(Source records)
▼
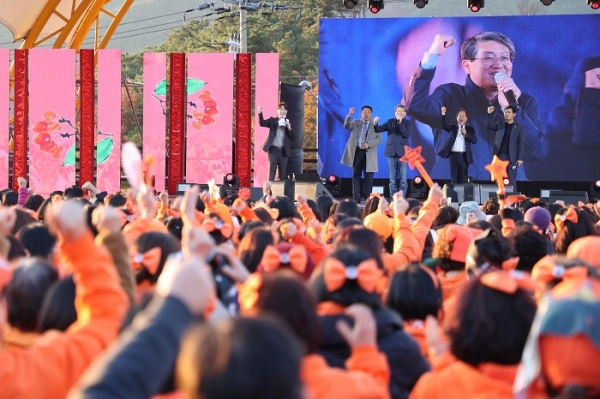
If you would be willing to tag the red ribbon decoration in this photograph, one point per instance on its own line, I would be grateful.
(150, 260)
(366, 274)
(209, 225)
(273, 259)
(570, 215)
(509, 280)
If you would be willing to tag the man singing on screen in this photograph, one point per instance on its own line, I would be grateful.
(487, 59)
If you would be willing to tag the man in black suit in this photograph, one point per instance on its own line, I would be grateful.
(508, 141)
(458, 146)
(398, 134)
(277, 144)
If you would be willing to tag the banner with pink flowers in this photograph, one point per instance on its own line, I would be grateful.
(4, 116)
(267, 95)
(210, 117)
(52, 119)
(108, 139)
(155, 109)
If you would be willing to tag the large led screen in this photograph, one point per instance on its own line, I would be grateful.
(554, 72)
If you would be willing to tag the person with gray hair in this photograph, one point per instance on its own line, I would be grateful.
(487, 59)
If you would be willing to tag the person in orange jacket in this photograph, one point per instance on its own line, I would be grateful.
(367, 373)
(492, 318)
(562, 355)
(52, 365)
(449, 255)
(349, 276)
(415, 293)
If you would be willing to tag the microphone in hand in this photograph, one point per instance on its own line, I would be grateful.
(510, 96)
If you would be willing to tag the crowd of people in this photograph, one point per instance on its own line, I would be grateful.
(134, 295)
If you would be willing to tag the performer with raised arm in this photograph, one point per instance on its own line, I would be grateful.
(278, 143)
(360, 152)
(457, 147)
(398, 134)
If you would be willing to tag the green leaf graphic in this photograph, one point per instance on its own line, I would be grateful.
(70, 158)
(105, 148)
(194, 85)
(161, 88)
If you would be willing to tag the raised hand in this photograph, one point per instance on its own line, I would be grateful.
(436, 194)
(188, 280)
(400, 205)
(441, 43)
(107, 219)
(364, 331)
(66, 219)
(23, 182)
(188, 205)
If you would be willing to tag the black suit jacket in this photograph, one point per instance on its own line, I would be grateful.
(516, 146)
(273, 124)
(398, 135)
(470, 138)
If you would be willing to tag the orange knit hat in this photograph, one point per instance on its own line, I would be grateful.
(380, 224)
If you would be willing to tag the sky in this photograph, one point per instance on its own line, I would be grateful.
(148, 22)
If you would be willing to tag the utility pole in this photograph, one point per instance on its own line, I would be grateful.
(243, 28)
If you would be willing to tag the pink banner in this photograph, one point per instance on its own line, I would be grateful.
(52, 119)
(155, 105)
(210, 106)
(267, 95)
(4, 107)
(108, 139)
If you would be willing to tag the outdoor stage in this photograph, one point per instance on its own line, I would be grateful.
(573, 191)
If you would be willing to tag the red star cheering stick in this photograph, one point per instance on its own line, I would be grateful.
(415, 160)
(498, 171)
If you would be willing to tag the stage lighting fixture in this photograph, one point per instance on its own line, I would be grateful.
(350, 4)
(334, 185)
(475, 5)
(375, 6)
(595, 191)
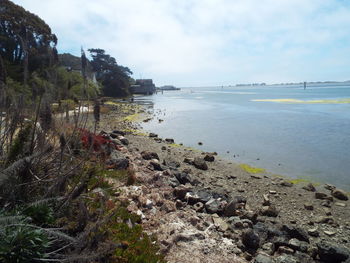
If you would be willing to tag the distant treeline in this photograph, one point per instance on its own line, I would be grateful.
(30, 63)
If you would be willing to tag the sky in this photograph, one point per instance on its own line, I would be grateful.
(208, 42)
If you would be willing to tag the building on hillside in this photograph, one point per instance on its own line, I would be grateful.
(143, 86)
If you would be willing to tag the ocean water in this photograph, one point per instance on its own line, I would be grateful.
(285, 129)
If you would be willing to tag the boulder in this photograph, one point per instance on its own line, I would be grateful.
(250, 239)
(209, 158)
(203, 196)
(169, 140)
(183, 178)
(156, 165)
(198, 207)
(332, 252)
(213, 206)
(171, 163)
(340, 194)
(309, 187)
(322, 196)
(308, 206)
(296, 232)
(181, 191)
(285, 258)
(189, 160)
(261, 258)
(269, 211)
(123, 140)
(119, 132)
(286, 183)
(149, 155)
(220, 224)
(238, 202)
(153, 135)
(200, 164)
(298, 245)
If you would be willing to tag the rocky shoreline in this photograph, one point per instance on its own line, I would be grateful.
(205, 209)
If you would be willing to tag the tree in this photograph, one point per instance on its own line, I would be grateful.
(26, 41)
(114, 78)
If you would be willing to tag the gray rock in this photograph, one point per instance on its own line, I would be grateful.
(200, 164)
(332, 253)
(149, 155)
(181, 191)
(238, 202)
(171, 163)
(329, 187)
(285, 250)
(153, 135)
(213, 206)
(322, 196)
(189, 160)
(123, 140)
(325, 219)
(203, 196)
(183, 178)
(308, 206)
(286, 183)
(156, 165)
(313, 232)
(269, 248)
(266, 201)
(220, 223)
(198, 207)
(296, 232)
(340, 194)
(209, 158)
(309, 187)
(298, 245)
(169, 140)
(119, 132)
(286, 259)
(250, 239)
(269, 211)
(261, 258)
(120, 163)
(187, 237)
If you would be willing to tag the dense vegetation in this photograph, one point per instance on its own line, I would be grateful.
(114, 78)
(28, 53)
(57, 202)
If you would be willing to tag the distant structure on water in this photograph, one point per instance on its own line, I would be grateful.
(144, 87)
(168, 87)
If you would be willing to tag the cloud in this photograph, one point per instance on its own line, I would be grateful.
(207, 42)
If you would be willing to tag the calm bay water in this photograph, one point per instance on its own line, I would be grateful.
(306, 136)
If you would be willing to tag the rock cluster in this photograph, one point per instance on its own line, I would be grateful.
(192, 219)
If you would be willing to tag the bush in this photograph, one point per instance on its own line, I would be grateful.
(22, 244)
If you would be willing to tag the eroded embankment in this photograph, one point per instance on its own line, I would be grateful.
(205, 209)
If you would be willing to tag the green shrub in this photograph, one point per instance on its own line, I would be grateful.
(41, 214)
(22, 244)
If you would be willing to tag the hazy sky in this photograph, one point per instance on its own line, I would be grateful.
(209, 42)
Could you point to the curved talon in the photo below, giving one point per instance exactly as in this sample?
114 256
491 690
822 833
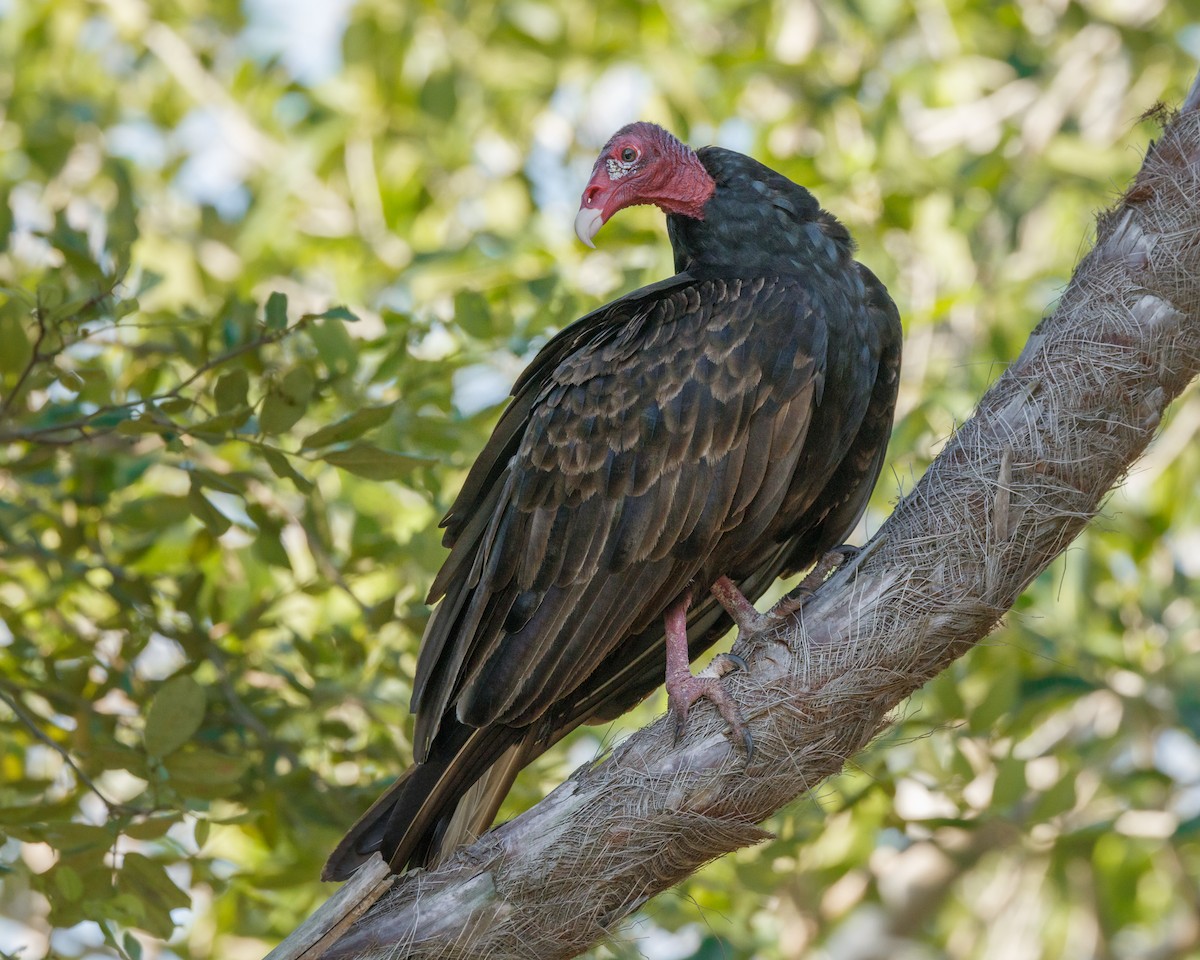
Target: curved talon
▲
▶ [Instruction]: Update the source records above by replacing every occurrence of "I would be grateful" with "I would appreciate it" and keeping everything else unchanged. Leave out the pictures when you give the records again.

▶ [Solution below]:
If you would be willing to tag the red ribbon decoration in this photograph, one point per instance on its own line, I would appreciate it.
(150, 260)
(366, 274)
(209, 225)
(273, 259)
(570, 215)
(509, 280)
If you would be willing to tag the man singing on screen in this photograph, one point per instance on its own line, I would appreciate it.
(487, 59)
If you would be willing to tag the man in black suit in this photograph, one point per instance on its own line, I would appreciate it.
(508, 141)
(458, 146)
(398, 134)
(277, 144)
If you would be willing to tag the banner with pink flowers in this photograph, one point per instance on its own line, I would appreciate it.
(4, 116)
(267, 95)
(210, 117)
(52, 119)
(108, 139)
(155, 109)
If you would be willing to tag the large led screen in this photograph, one point per instance on its own line, I would appreciate it.
(554, 72)
If you would be willing to tag the person with gray hair in this photograph, one point per instance on its own line, I would appreciate it.
(487, 59)
If you would be willing to tag the person in orange jacket in this photograph, one point per instance on its own line, I would appreciate it.
(367, 373)
(492, 318)
(562, 355)
(52, 365)
(449, 255)
(349, 276)
(415, 293)
If you would be willing to tag the microphone in hand in this photograph, one point per instance on its own line, I would appreciate it.
(510, 96)
If you would be willing to tag the crowd of people in this photograph, one point per instance on its own line, I would appreciate it.
(134, 295)
If you would be willing to tag the performer with raised arm in this photograph, one point per instance on its own line, I would appreciate it.
(278, 143)
(360, 152)
(457, 147)
(398, 134)
If you would be willing to tag the green leaf graphic in this photograph, one point per instance on its own line, I would appreciate it.
(70, 158)
(105, 148)
(194, 85)
(161, 88)
If you would be willing to tag the raised hand in this photograph, one point per instance on its own line, I would appreciate it.
(436, 194)
(188, 280)
(400, 205)
(441, 43)
(107, 219)
(364, 331)
(66, 219)
(23, 182)
(188, 205)
If you would be willing to tag the black suit jacket in this photograph, one point per instance on its own line, I would appreciate it.
(516, 146)
(273, 124)
(398, 135)
(470, 138)
If you would be willing to tag the orange knit hat in this photograph, one point per instance on its own line, I would appreciate it.
(380, 224)
If you would be willing to tag the sky in this photograph, one point per instance on its own line, I would appreciate it.
(148, 22)
If you would be willing to tag the utility pole in this photograph, one point per instance on its own line, I would appreciate it.
(243, 28)
If you would be willing to tag the pink banner in this photograph, one point per instance on its own line, I would appreciate it.
(52, 119)
(155, 105)
(210, 106)
(267, 95)
(4, 107)
(108, 139)
If you would be willing to tag the outdoor stage in this photograph, one point per instance on its own line, I would appreciate it.
(573, 191)
If you would be willing to tag the red star cheering stick in this photograph, one point per instance on its own line, I would appreciate it.
(415, 160)
(498, 171)
If you would be willing to tag the stage lighting fixture in this photograph, one point per instance on its own line, I would appreciate it.
(350, 4)
(334, 185)
(475, 5)
(375, 6)
(595, 191)
If you would be willing to tag the distant treeline in this photograph, one point per instance on its own line, I would appreciate it.
(30, 63)
If you would be willing to tag the sky in this photograph, one point per instance on its own line, I would appreciate it.
(208, 42)
If you would be willing to tag the building on hillside in this photograph, one point per instance on its own line, I would appreciate it.
(143, 86)
If you would be willing to tag the ocean water in this photograph, one point per instance on its own line, I would appreciate it.
(285, 129)
If you would be willing to tag the boulder in this photograph, one point per instance on its own line, I would appreciate it.
(250, 239)
(209, 158)
(203, 196)
(169, 140)
(183, 178)
(156, 165)
(198, 207)
(332, 252)
(213, 206)
(171, 163)
(340, 194)
(309, 187)
(322, 196)
(308, 206)
(296, 232)
(181, 191)
(285, 258)
(189, 160)
(261, 258)
(269, 211)
(123, 140)
(119, 132)
(286, 183)
(149, 155)
(220, 224)
(238, 202)
(153, 135)
(200, 164)
(298, 245)
If you would be willing to tag the rocky shoreline in this photograph, one point per instance on its own line, I would appreciate it.
(205, 209)
If you would be willing to tag the tree in this photograph, one point per instance on its own line, I would appreciate it.
(26, 41)
(114, 78)
If you would be willing to tag the gray rock in this photograph, one point per instance on its own line, I would appreciate it.
(200, 164)
(332, 253)
(149, 155)
(181, 191)
(238, 202)
(171, 163)
(329, 187)
(285, 250)
(153, 135)
(213, 206)
(322, 196)
(189, 160)
(123, 140)
(325, 219)
(203, 196)
(183, 178)
(308, 206)
(286, 183)
(156, 165)
(313, 232)
(269, 248)
(266, 201)
(220, 223)
(198, 207)
(296, 232)
(340, 194)
(209, 158)
(309, 187)
(298, 245)
(169, 140)
(119, 132)
(286, 259)
(250, 239)
(269, 211)
(261, 258)
(120, 163)
(187, 237)
If you would be willing to tag the dense vegetation in this photograph, one point per instance on its own line, I would appreciate it.
(114, 78)
(28, 53)
(57, 202)
If you would be willing to tag the distant structure on water in this photograph, one point per instance on its own line, I would appreciate it.
(144, 87)
(168, 87)
If you would be willing to tag the cloud in this photograph, one point per instance on its own line, I would appreciate it.
(207, 42)
If you would be willing to tag the calm bay water in this photograph, one point per instance on its own line, I would appreciate it.
(306, 136)
If you would be willing to tag the rock cluster in this photograph, one point per instance on its own line, I would appreciate it.
(192, 219)
If you would be willing to tag the bush in this photograph, one point per instance on its own line, I would appreciate it.
(22, 244)
If you would be willing to tag the eroded embankment in this photograph, one point per instance on its own line, I would appreciate it.
(205, 209)
If you would be willing to tag the green shrub in this photograph, one point per instance on its own line, I would appreciate it.
(41, 214)
(22, 244)
If you would be willing to tag the hazy sky in this photograph, one point per instance on its own line, I would appreciate it.
(209, 42)
Could you point to the curved talon in the photo below, giving one point per instance exactly as in this sample?
114 256
491 690
822 833
Target: curved talon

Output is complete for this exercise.